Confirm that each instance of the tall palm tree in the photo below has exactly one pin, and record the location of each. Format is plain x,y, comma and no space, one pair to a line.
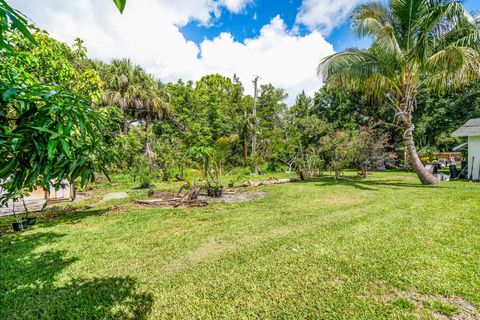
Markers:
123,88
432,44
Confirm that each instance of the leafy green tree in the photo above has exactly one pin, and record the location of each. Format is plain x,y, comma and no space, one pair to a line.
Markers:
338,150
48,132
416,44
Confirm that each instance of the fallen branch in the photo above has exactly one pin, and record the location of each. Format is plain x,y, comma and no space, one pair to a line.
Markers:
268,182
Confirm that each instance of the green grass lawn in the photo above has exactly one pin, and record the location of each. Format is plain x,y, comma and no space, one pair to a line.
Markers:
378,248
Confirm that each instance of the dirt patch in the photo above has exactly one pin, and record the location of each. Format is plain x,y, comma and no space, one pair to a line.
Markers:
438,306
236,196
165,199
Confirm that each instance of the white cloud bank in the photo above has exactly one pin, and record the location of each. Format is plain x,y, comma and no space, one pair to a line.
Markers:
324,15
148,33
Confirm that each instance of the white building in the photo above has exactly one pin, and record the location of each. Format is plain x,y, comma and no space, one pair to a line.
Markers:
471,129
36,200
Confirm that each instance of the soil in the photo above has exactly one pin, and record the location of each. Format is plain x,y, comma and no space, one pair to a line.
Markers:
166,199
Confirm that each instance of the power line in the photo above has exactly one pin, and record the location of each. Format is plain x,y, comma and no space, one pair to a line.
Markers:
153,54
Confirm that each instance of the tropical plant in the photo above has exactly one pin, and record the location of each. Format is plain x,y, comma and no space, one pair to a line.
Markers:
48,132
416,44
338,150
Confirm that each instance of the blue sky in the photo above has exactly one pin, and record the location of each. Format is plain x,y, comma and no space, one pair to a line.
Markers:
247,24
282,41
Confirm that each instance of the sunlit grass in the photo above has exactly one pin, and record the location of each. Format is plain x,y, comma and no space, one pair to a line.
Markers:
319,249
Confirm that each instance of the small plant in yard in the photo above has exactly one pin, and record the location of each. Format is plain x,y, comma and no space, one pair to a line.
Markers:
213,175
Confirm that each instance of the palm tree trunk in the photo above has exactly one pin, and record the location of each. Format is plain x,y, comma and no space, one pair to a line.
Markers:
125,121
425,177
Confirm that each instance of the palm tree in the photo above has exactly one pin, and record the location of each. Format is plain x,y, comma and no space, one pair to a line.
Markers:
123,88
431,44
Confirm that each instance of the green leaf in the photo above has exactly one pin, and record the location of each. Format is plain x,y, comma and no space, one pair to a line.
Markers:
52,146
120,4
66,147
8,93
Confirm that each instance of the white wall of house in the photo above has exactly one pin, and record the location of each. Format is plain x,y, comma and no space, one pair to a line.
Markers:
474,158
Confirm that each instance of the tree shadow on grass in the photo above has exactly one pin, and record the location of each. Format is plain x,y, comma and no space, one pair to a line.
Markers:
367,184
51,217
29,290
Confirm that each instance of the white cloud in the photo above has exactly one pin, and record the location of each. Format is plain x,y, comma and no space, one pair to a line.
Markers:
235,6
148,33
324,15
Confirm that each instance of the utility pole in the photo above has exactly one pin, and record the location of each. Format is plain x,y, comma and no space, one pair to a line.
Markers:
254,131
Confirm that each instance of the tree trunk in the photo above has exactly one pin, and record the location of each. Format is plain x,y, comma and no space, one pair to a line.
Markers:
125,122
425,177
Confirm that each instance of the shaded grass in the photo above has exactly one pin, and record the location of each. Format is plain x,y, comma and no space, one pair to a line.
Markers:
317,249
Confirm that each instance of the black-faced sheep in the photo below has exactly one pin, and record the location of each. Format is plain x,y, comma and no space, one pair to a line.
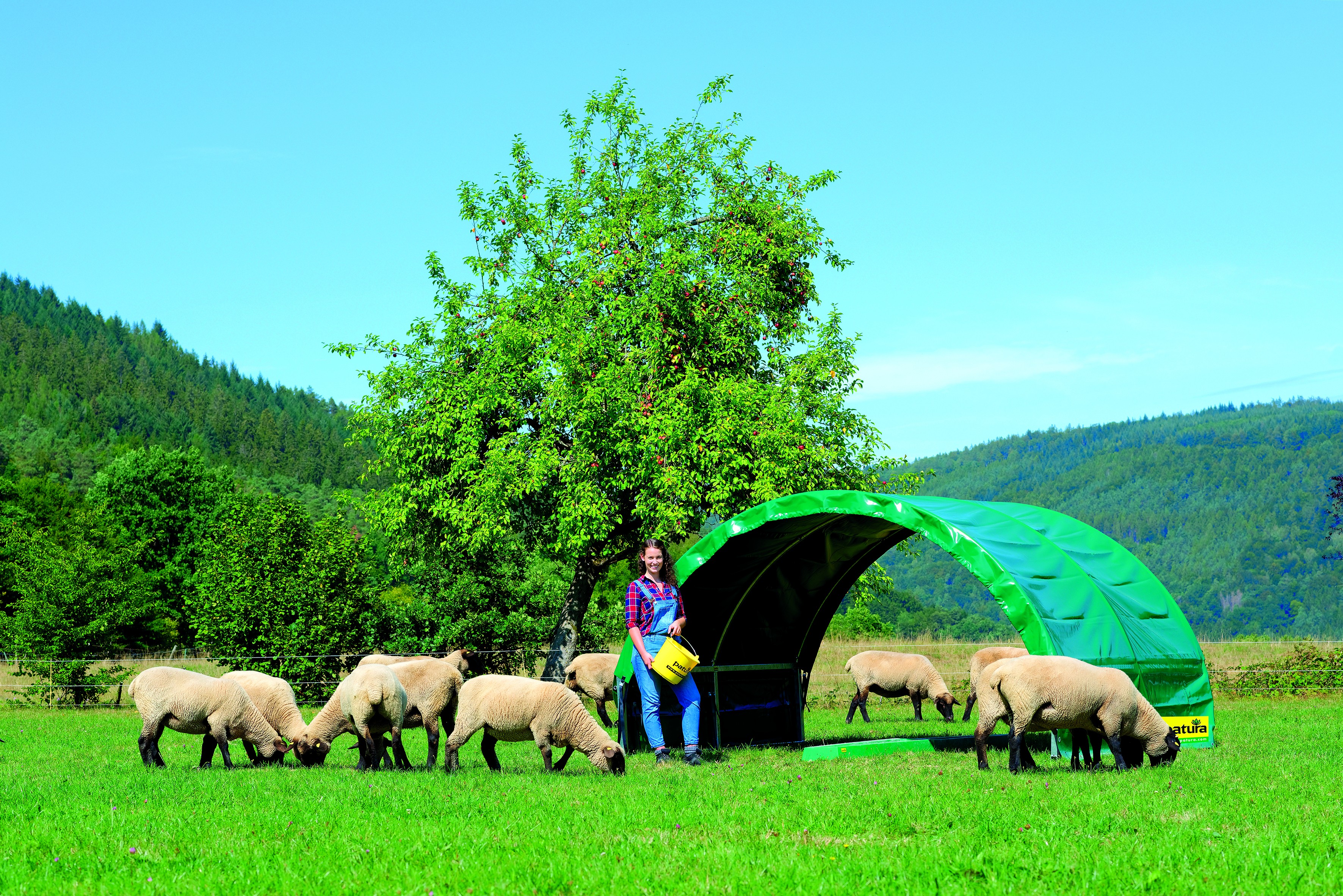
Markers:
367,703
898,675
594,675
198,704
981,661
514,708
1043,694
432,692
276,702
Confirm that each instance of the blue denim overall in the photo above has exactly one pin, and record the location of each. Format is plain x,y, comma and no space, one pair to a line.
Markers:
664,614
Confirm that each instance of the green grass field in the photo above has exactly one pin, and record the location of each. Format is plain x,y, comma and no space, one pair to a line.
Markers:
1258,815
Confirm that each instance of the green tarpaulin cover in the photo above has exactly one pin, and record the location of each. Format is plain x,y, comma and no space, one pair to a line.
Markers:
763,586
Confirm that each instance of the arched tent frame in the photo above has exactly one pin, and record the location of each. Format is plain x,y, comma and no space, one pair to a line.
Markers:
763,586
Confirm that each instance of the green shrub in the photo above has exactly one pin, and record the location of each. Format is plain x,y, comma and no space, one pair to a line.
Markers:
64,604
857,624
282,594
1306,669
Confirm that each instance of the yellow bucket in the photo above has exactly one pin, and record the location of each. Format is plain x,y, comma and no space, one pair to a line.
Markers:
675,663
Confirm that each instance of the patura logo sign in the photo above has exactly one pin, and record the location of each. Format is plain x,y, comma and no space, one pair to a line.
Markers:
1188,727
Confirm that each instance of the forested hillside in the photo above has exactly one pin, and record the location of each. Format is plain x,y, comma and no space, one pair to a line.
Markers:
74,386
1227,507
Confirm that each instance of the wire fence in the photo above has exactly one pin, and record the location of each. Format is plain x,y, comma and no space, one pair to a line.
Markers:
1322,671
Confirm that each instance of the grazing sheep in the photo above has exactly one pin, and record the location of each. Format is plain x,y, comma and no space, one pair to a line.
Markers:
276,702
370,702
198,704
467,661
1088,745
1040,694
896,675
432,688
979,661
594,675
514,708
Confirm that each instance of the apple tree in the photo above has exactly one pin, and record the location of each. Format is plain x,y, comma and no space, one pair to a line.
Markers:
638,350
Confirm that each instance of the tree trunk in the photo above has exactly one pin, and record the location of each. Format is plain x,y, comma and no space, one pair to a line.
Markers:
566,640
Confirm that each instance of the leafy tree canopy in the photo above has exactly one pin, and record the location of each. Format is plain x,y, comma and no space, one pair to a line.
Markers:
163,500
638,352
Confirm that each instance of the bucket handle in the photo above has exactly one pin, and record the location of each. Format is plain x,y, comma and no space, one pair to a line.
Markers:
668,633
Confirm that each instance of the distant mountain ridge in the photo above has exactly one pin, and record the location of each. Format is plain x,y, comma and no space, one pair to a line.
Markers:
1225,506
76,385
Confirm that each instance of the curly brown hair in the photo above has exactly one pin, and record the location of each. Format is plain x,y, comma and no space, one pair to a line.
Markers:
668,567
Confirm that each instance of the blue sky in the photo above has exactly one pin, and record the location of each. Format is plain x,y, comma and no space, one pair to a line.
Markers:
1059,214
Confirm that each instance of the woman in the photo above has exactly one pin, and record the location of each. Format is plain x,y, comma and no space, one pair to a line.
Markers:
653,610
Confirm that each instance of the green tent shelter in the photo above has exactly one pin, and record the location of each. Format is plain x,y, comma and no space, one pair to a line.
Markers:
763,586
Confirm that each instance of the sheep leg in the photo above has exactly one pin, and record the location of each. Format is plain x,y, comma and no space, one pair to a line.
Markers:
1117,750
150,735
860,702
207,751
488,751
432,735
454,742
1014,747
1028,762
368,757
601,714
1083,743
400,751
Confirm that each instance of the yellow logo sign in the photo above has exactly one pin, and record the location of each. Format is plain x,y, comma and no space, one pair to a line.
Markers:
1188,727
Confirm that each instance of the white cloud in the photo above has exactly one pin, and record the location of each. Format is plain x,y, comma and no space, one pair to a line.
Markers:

════════════════

**Requirements**
In the listing above, find the line containing "Confirm that each instance of the curly" and please quote exactly that line through the last one, and no other lines.

**Completed task**
Confirm that each instance of the curly brown hair in the photo above has exactly one pin, and record the location of each. Format is plain x,y, comma and no space, one pair to a line.
Markers:
668,567
Confirm that each instance of the blue sky in the photo above has exactly one pin, and record the location of each. Format is plain x,y, comma and no space, one pair to a line.
Markers:
1059,214
Confirm that each instance of the woman in the photo above has exactly one pin, and record the location of each. Format is plain x,y, comma and no space, one pair to a line.
Markers:
653,610
Confirm that each instance of the green tent shelter in the photo above has exactly one pin, and record the location of each. Format is plain x,y, comma and no space, one pair to a line.
Markers:
763,586
Confirm that each instance of the sheep leg in the photo above has exactly one pin, and record the location of each. Format is plain x,y, comma and no space, one pair to a line.
Markers:
1117,750
150,735
860,702
207,751
488,751
432,735
454,742
1014,747
1028,762
368,757
601,714
1083,743
400,751
Confirm that each instance of the yellow logo sign in the photo above has exactly one pin, and record the location of each. Format is plain x,y, comma and no space, one pair to a line.
Markers:
1188,727
Confirm that each instance of the white cloud in the photo above has exactly one pin, and record the location of each. Format is plain x,y, comma and no space, one pair to a line.
Markers:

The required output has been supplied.